All records are to be printed exactly as they appear.
━━━ PROVIDED ENTRIES ━━━
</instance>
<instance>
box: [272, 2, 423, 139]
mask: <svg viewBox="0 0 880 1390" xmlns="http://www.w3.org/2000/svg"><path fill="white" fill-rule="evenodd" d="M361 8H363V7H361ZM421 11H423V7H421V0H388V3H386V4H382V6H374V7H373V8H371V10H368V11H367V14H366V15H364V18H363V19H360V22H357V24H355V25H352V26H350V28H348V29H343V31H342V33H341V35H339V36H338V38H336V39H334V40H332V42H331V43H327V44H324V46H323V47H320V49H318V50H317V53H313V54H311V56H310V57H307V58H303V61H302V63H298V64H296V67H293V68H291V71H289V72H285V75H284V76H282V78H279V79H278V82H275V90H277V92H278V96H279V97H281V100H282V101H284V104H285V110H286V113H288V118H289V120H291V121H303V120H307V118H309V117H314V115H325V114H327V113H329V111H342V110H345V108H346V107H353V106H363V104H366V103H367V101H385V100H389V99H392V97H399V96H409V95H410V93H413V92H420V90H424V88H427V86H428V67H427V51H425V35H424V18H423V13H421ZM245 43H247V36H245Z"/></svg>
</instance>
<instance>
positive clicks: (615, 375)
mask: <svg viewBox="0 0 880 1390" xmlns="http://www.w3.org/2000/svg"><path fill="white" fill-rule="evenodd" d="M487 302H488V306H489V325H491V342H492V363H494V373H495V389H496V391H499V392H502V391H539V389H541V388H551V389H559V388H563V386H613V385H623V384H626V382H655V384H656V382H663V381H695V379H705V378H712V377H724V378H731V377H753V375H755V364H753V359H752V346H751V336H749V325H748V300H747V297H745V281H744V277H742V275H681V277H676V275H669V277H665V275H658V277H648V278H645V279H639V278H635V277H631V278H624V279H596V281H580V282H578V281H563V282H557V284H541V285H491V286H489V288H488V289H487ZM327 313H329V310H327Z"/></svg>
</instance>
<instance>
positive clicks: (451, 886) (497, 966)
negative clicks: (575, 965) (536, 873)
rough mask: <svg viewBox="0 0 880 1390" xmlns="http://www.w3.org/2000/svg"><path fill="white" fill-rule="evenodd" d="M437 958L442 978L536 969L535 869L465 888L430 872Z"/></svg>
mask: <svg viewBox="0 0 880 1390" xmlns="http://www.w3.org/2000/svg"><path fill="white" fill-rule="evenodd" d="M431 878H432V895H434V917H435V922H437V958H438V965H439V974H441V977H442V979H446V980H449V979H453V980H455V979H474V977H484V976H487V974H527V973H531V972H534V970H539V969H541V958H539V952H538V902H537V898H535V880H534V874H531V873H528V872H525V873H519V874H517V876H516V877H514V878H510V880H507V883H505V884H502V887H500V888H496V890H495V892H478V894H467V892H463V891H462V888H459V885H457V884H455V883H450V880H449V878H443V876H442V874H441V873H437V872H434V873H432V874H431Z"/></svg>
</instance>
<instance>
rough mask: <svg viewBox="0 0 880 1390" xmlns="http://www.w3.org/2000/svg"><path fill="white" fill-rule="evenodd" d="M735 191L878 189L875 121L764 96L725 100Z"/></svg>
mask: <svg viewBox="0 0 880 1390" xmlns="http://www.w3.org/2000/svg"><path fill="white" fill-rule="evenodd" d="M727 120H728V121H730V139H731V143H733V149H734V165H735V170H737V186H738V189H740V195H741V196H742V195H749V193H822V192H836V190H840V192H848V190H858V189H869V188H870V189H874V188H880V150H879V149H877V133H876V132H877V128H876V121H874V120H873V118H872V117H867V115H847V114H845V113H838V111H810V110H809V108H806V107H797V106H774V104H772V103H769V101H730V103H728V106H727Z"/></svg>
━━━
- EXPECTED ANSWER:
</instance>
<instance>
box: [272, 2, 423, 139]
mask: <svg viewBox="0 0 880 1390" xmlns="http://www.w3.org/2000/svg"><path fill="white" fill-rule="evenodd" d="M361 8H363V7H361ZM421 11H423V7H421V0H388V3H386V4H382V6H374V7H373V8H371V10H368V11H367V14H366V15H364V18H363V19H360V22H357V24H355V25H352V26H350V28H348V29H343V31H342V33H341V35H339V36H338V38H336V39H334V40H332V42H331V43H327V44H324V46H323V47H320V49H318V50H317V53H313V54H311V56H310V57H307V58H303V61H302V63H298V64H296V67H293V68H291V71H289V72H285V75H284V76H282V78H279V79H278V82H275V90H277V92H278V96H279V97H281V100H282V101H284V104H285V110H286V113H288V118H289V120H291V121H303V120H307V118H309V117H314V115H325V114H327V113H329V111H342V110H345V108H346V107H353V106H363V104H366V103H367V101H385V100H389V99H392V97H399V96H409V95H410V93H413V92H420V90H424V88H427V86H428V67H427V51H425V35H424V18H423V13H421ZM245 43H247V36H245Z"/></svg>
</instance>
<instance>
positive clicks: (615, 375)
mask: <svg viewBox="0 0 880 1390" xmlns="http://www.w3.org/2000/svg"><path fill="white" fill-rule="evenodd" d="M487 302H488V306H489V325H491V342H492V363H494V373H495V389H496V391H499V392H502V391H539V389H541V388H551V389H559V388H563V386H613V385H623V384H626V382H655V384H656V382H663V381H695V379H705V378H712V377H724V378H731V377H753V375H755V364H753V359H752V346H751V336H749V325H748V300H747V297H745V281H744V277H742V275H681V277H676V275H669V277H665V275H658V277H648V278H645V279H639V278H635V277H631V278H624V279H596V281H580V282H578V281H563V282H557V284H541V285H491V286H489V288H488V289H487ZM327 313H329V310H327Z"/></svg>
</instance>
<instance>
positive clicks: (451, 886) (497, 966)
negative clicks: (575, 965) (536, 873)
rough mask: <svg viewBox="0 0 880 1390" xmlns="http://www.w3.org/2000/svg"><path fill="white" fill-rule="evenodd" d="M437 958L442 978L536 969L535 869L465 888L430 872Z"/></svg>
mask: <svg viewBox="0 0 880 1390" xmlns="http://www.w3.org/2000/svg"><path fill="white" fill-rule="evenodd" d="M431 878H432V895H434V917H435V922H437V958H438V965H439V974H441V977H442V979H446V980H449V979H453V980H455V979H474V977H484V976H487V974H527V973H531V972H534V970H539V969H541V958H539V952H538V902H537V898H535V880H534V874H531V873H528V872H525V873H519V874H517V876H516V877H514V878H510V880H507V883H505V884H502V887H500V888H496V890H495V892H478V894H467V892H463V891H462V888H459V885H457V884H455V883H450V880H449V878H443V876H442V874H441V873H437V872H434V873H432V874H431Z"/></svg>
</instance>
<instance>
rough mask: <svg viewBox="0 0 880 1390" xmlns="http://www.w3.org/2000/svg"><path fill="white" fill-rule="evenodd" d="M735 191L878 189L875 121L764 96L725 100Z"/></svg>
mask: <svg viewBox="0 0 880 1390" xmlns="http://www.w3.org/2000/svg"><path fill="white" fill-rule="evenodd" d="M727 120H728V121H730V139H731V143H733V149H734V165H735V170H737V186H738V189H740V195H741V196H742V195H749V193H822V192H836V190H840V192H848V190H858V189H869V188H870V189H874V188H880V150H879V149H877V133H876V132H877V128H876V121H874V120H873V118H872V117H867V115H847V114H845V113H838V111H810V110H809V108H806V107H797V106H774V104H772V103H769V101H730V103H728V106H727Z"/></svg>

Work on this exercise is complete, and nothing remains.